Alright – so today we’ve got the honor of introducing you to Alexis Hunter. We think you’ll enjoy our conversation, we’ve shared it below.
Alright, Alexis thanks for taking the time to share your stories and insights with us today. What’s been the most meaningful project you’ve worked on?
I’ve been fortunate enough to have more than a few meaningful projects in my practice so far! Some highlights would definitely have to include my beloved Others project and most recently, INVASIVE SPECIES. Others is a social practice project documenting the faces and stories of 34 biracial individuals in central Texas. The publication includes portraits shot on 35mm film and each participant received a questionnaire style interview with questions pertaining to their social experience and racial identity as a biracial person. There is also an accompanying video work. Dialogue surrounding these subjects is something I see missing in fine art spaces and literature. This project highlights and celebrates the individuals that navigate the space between cultures and offers connection and togetherness to an otherwise isolating experience. I spent so much of my life feeling like I didn’t belong and it was fun to create a new community of others (!!!) that felt the same. Pretty much all of the participants I interviewed had never had a conversation like that much less with a fellow biracial person. It was a very fulfilling project and I’m looking forward to continuing this series.
INVASIVE SPECIES is my most recent project and my first ever curatorial endeavor! Currently exhibiting at the ICOSA Collective Gallery, INVASIVE SPECIES is a group exhibition curated by myself and Jacqueline Overby, featuring thirteen women-identifying artists examining womanhood in a multi-generational habitat of male-ordained moral, sexual, and spiritual repression and exploitation. Each artist has her own unique perspective and biome of references. Whether it’s religious trauma, generational trauma, sexual trauma, or revenge, INVASIVE SPECIES is an opportunity to explore these painful themes from many perspectives like that of a fat woman, a trans woman, a Black woman, a formerly incarcerated woman, a mother.

List of tasks.
A - List the perspectives from which, according to the interview, INVASIVE SPECIES lets viewers explore its painful themes.
B - Using the interview, explain in one to three sentences why Alexis Hunter saw a need for the Others project.
C - Reproduce the interview from the words "INVASIVE SPECIES is my" up to and including the words "woman, a mother.".

Stored data.
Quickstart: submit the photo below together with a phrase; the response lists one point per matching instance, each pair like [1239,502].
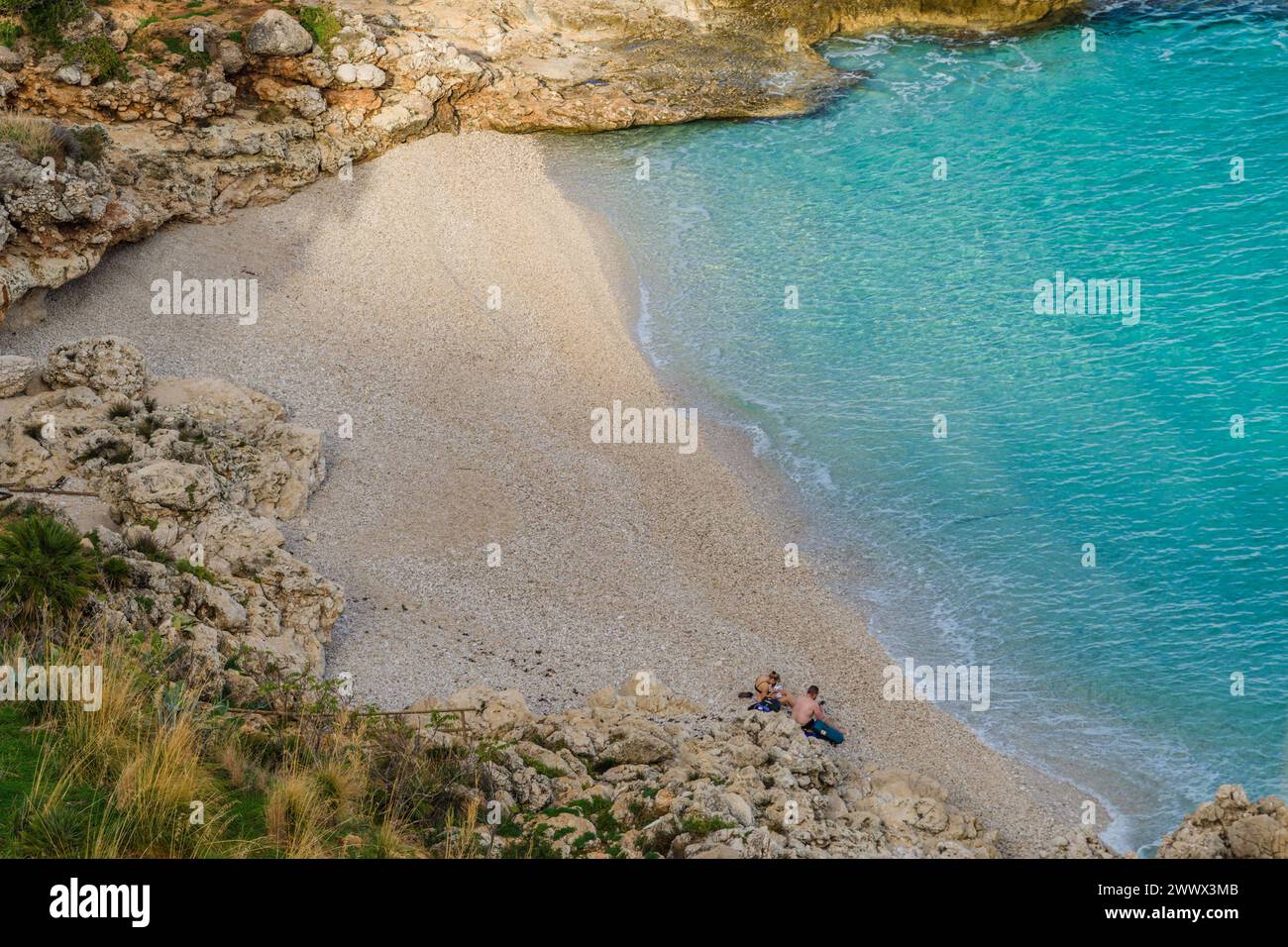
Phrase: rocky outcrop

Responses to the exercise.
A -
- A fat woman
- A trans woman
- A Black woman
- A formerly incarcerated woman
- A mother

B - She sees dialogue about the social experience and racial identity of biracial people as missing in fine art spaces and literature. The project celebrates people who navigate the space between cultures and offers connection in an otherwise isolating experience, which mattered to her after feeling for much of her life that she didn't belong.

C -
INVASIVE SPECIES is my most recent project and my first ever curatorial endeavor! Currently exhibiting at the ICOSA Collective Gallery, INVASIVE SPECIES is a group exhibition curated by myself and Jacqueline Overby, featuring thirteen women-identifying artists examining womanhood in a multi-generational habitat of male-ordained moral, sexual, and spiritual repression and exploitation. Each artist has her own unique perspective and biome of references. Whether it’s religious trauma, generational trauma, sexual trauma, or revenge, INVASIVE SPECIES is an opportunity to explore these painful themes from many perspectives like that of a fat woman, a trans woman, a Black woman, a formerly incarcerated woman, a mother.